- _DIRECTIONS_
Collect every line in the data below that contains the word "then".

- _RECORDS FOR THIS TASK_
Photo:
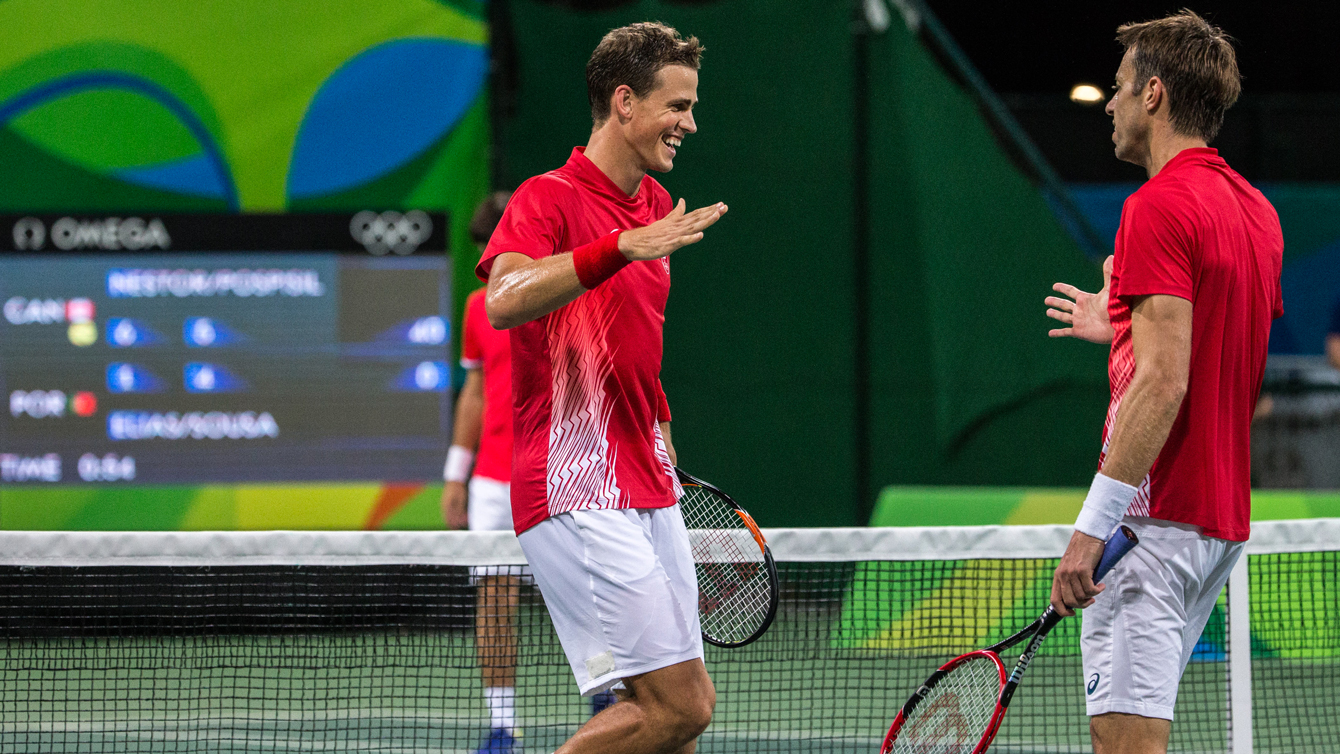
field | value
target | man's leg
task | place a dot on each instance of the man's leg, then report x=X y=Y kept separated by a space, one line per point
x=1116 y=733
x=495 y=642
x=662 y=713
==
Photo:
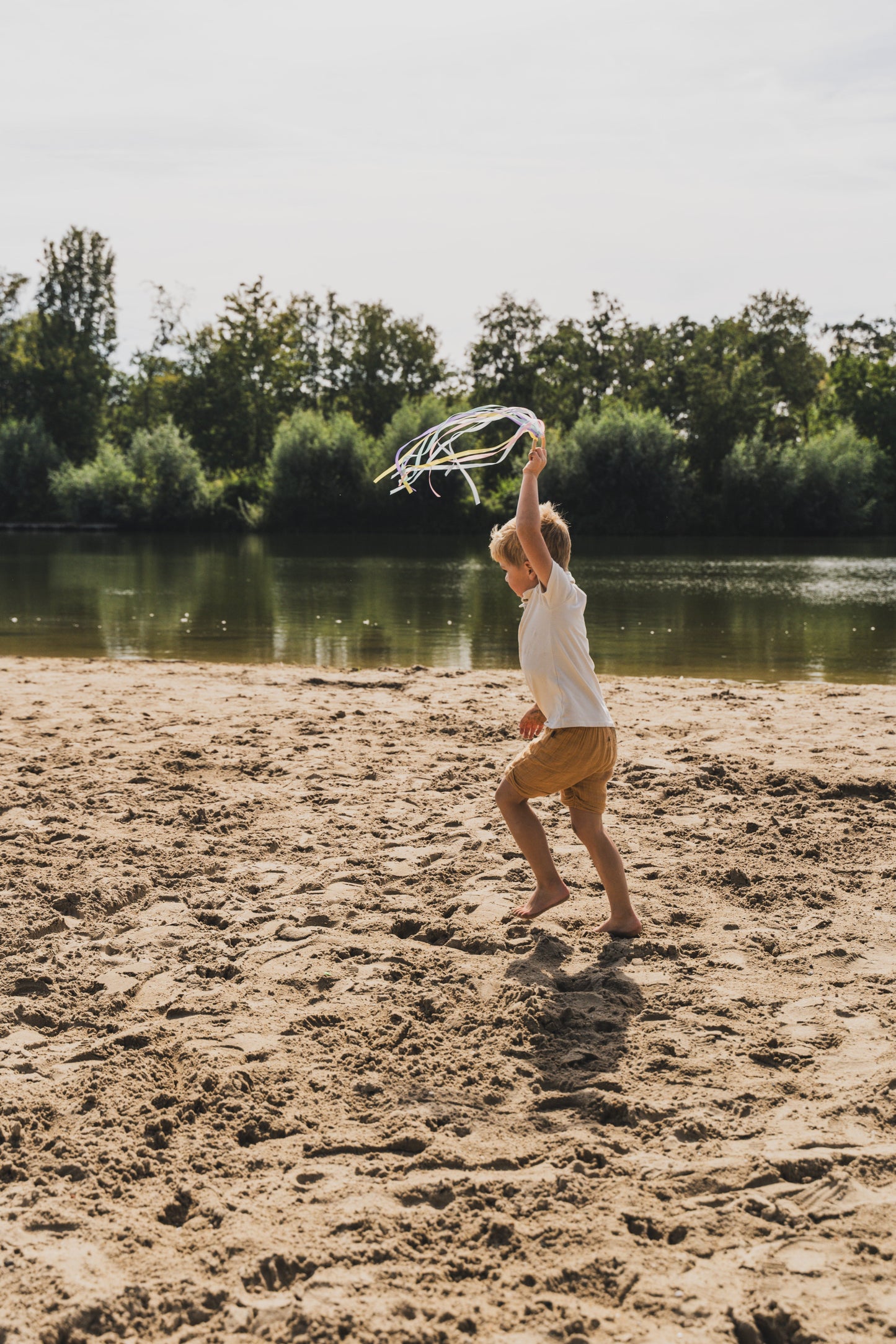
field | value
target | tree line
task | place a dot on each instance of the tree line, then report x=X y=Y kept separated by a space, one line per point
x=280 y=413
...
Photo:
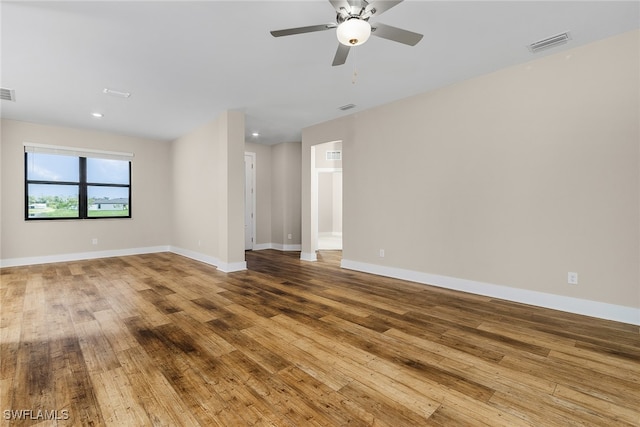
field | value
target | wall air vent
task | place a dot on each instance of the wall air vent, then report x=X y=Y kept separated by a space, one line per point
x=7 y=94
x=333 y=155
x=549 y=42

- _EXPECTED OUTPUT_
task | place a dot on each instance of the man's leg, then report x=X y=Y kept separated by a space, one line per point
task | place a dot on each instance of the tree line, then report x=X y=Y kept separated by a space, one line per point
task | place a dot on each instance of the wall air vent, then report x=X y=Y kept separated by a space, one line per point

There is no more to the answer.